- **Problems to work on**:
A: Do the following statements agree with the museum exhibition text below? (i) The Monet exhibition was organized together with a museum in Potsdam. (ii) General admission at the Hirshhorn Museum and Sculpture Garden costs $10. (iii) Each of Pat Steir's Hirshhorn paintings measures seven feet by nine feet. For each, answer yes or no and quote the words of the text that decide it.
B: How does the museum exhibition text below go on? Continue it from where it stops.

Claude Monet, Waterlilies and
Japanese Bridge (1899). Courtesy of the Denver Art Museum.
Co-organized with Germany’s Museum Barberini in Potsdam, “Claude Monet:
The Truth of Nature” is being billed as the most comprehensive US
exhibition dedicated to the pioneering Impressionist in 20 years.
More than 120 paintings offer a record of Monet’s extensive travels
throughout the Mediterranean, London, the Netherlands, and Norway,
seeking new subjects even as he returned time and again to familiar
motifs such as haystacks, poplars, and, of course, the waterlilies
and Japanese bridge in his beloved home garden at Giverny.
The Denver Art Museum is located at 100 West 14th Avenue
Parkway, Denver, Colorado; general admission is $10.
“Pat Steir: Color Wheel” at the Hirshhorn Museum and Sculpture Garden,
Washington, DC
October 24, 2019–September 7, 2020

A site-specific Pat Steir installation,
“Pat Steir Silent Waterfalls: The Barnes Series,” (2019) at the
Barnes Foundation in Philadelphia, installation view. Photo by J.
Ramsdale, courtesy of the Barnes Foundation.
For her largest site-specific exhibition to date, Pat Steir will
hang 28 large-scale paintings, each seven feet by nine feet, in the
Hirshhorn’s circular second floor galleries. Together, the
canvases, each featuring Steir’s unique drip-work technique, will
form a massive color wheel, blending red, orange, yellow, green,
and blue to surround the viewer in the a spectrum of color.
The Hirshhorn Museum and Sculpture Garden is located at
Independence Avenue and 7th Street, Washington, DC; general
admission is free.
“Edward Hopper and the
American Hotel” at the Virginia Museum of Fine Arts,
Richmond
October 26, 2019–February 23, 2020

Edward Hopper, Western Motel
(1957). Yale University Art Gallery. © 2019 Heirs of Josephine N.
Hopper/ARS.

- **Supplied records**:

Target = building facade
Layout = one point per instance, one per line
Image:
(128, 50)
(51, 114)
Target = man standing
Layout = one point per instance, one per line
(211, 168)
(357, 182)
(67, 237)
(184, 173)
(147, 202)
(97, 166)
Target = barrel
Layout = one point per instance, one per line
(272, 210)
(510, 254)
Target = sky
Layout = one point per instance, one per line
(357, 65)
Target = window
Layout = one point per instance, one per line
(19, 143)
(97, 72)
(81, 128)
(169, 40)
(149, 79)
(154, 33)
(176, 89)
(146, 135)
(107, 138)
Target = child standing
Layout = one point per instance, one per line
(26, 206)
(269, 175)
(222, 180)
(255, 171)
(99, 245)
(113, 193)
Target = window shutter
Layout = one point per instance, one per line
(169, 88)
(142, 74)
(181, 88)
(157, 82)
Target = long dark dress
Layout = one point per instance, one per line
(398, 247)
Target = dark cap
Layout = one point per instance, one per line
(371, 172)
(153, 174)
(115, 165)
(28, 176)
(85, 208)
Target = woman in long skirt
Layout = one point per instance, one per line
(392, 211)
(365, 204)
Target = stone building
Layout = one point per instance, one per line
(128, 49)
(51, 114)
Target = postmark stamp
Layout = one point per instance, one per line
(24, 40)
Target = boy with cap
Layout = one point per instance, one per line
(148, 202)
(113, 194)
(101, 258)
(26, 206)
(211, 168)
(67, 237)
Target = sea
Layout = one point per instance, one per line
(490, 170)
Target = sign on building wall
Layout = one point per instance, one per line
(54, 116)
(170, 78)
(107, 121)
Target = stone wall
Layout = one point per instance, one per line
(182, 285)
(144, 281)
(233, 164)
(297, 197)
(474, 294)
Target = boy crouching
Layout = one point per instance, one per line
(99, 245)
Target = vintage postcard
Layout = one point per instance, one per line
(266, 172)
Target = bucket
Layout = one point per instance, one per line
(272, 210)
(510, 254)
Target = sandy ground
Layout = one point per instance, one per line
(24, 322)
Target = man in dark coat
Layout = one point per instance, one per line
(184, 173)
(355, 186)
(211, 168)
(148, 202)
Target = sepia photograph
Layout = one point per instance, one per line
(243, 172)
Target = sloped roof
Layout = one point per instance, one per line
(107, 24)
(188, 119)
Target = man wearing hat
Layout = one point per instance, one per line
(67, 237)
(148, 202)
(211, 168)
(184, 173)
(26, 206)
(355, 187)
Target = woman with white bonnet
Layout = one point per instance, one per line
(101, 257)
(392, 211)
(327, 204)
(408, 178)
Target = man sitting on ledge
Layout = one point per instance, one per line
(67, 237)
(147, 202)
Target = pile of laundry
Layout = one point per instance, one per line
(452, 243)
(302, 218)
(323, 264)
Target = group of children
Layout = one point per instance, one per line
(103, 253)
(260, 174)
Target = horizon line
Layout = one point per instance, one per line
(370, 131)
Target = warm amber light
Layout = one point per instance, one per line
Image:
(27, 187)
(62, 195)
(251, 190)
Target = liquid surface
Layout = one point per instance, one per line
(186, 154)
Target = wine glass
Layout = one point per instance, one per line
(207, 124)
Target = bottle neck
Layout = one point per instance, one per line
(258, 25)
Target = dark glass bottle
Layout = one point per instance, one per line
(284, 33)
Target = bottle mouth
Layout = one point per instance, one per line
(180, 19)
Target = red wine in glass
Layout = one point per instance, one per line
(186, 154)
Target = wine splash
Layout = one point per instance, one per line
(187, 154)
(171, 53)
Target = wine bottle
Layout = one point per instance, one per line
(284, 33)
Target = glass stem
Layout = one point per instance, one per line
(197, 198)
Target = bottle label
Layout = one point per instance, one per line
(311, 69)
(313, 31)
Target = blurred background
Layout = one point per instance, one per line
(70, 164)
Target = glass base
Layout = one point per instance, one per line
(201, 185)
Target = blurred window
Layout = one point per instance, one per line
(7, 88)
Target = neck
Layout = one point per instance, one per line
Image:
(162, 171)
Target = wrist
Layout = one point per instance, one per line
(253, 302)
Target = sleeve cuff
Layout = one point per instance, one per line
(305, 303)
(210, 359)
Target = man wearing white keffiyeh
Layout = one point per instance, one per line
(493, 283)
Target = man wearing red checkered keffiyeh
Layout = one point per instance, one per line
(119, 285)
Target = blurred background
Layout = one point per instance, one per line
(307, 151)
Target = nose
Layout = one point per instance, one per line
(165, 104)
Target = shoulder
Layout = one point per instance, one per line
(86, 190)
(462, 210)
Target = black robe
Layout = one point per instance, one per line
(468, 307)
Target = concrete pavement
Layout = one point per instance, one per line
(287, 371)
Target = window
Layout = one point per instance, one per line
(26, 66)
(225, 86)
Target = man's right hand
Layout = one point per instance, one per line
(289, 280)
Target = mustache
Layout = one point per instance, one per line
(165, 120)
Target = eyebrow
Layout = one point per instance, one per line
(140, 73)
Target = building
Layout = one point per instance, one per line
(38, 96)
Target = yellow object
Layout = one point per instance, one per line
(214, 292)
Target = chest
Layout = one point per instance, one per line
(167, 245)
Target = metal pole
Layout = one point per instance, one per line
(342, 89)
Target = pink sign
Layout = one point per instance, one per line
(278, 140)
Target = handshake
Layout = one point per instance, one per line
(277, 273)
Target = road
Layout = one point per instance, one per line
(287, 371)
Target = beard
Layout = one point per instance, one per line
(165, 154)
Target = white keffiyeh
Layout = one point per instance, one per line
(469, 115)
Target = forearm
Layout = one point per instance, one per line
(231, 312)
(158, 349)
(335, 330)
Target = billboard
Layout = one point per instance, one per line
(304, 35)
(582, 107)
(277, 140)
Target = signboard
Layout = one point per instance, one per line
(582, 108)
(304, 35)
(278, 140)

- **Answers in order**:
A:
(i) Yes: "Co-organized with Germany’s Museum Barberini in Potsdam"
(ii) No: "general admission is free."
(iii) Yes: "each seven feet by nine feet"

B:
The VMFA takes a deep dive into Edward Hopper’s works depicting
hotel rooms, celebrating the romance and anonymity of temporary
lodgings. The show offers museum-goers a chance to stay the
night in a recreation of the room in his
painting Western Motel (1965), while the show
also explores the larger history of hotels in American culture
through thematically similar works by 27 other
artists.
The VMFA is located at 200 North Arthur Ashe
Boulevard, Richmond, Virginia; general admission is
free.
“North Forest Lights” at
the Crystal Bridges Museum of American Art, Bentonville,
Arkansas
October 26, 2019–February 16, 2020

The Moment Factory, “North Forest
Lights.” Image courtesy of the Crystal Bridges Museum of American
Art.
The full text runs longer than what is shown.